■ **ACTIVITY**:
Count the lines below that contain "give". Answer with the number alone.
** DATA IN THIS EXERCISE follows **
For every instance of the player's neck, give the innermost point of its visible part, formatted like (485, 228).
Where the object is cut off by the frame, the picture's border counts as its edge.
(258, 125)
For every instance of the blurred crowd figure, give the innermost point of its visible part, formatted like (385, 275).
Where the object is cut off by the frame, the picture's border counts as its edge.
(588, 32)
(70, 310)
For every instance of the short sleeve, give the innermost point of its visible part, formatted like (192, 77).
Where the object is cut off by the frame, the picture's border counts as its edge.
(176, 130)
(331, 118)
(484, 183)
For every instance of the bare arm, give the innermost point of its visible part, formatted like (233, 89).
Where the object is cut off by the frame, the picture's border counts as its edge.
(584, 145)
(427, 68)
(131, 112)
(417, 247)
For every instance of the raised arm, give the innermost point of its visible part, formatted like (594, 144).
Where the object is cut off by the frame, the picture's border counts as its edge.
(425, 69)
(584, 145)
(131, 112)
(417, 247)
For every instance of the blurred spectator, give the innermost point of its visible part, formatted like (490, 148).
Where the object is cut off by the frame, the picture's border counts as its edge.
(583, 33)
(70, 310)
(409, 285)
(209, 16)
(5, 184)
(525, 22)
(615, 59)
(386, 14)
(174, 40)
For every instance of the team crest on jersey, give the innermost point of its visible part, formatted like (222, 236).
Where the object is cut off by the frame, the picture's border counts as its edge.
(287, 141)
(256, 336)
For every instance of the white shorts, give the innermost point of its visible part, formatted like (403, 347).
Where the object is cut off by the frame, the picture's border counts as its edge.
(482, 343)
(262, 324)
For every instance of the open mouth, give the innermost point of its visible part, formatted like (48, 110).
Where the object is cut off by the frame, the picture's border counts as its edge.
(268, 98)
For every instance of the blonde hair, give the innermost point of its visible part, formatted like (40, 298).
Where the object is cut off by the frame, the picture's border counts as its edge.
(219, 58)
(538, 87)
** End of DATA IN THIS EXERCISE **
■ **RESULT OF THE TASK**:
10